• Exercise instructions: Set down the full listing exactly as given. Any pictures are to be left out.

• Record extracts:
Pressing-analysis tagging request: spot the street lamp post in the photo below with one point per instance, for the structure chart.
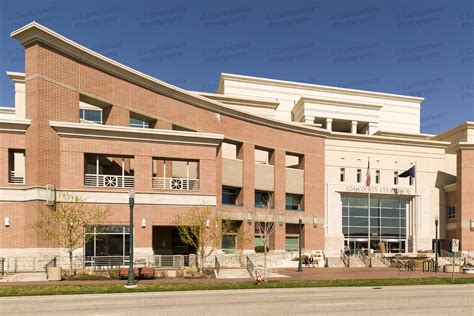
(300, 266)
(436, 243)
(131, 279)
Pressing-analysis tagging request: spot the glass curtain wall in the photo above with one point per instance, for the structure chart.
(387, 223)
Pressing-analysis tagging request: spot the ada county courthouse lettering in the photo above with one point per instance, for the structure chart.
(87, 125)
(379, 190)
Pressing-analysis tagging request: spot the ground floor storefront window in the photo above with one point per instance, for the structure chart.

• Solved problem:
Pressing-analysis tagging request: spot the street lamp post in the photo below with one point per instance, for the structure chart.
(300, 266)
(436, 243)
(131, 279)
Pressing-analysis tagging request: spot the glass curtain wall in the photo above with one point per instance, for the structure chart.
(387, 223)
Pressing-analysis tagging request: spot the ada county courthouse lettering in the photo above with one point per instance, for the structure chart.
(87, 125)
(379, 190)
Pressing-analysis tagging request: spot the ground floor storefront window in the photo above with one point per instance, for the structure chart.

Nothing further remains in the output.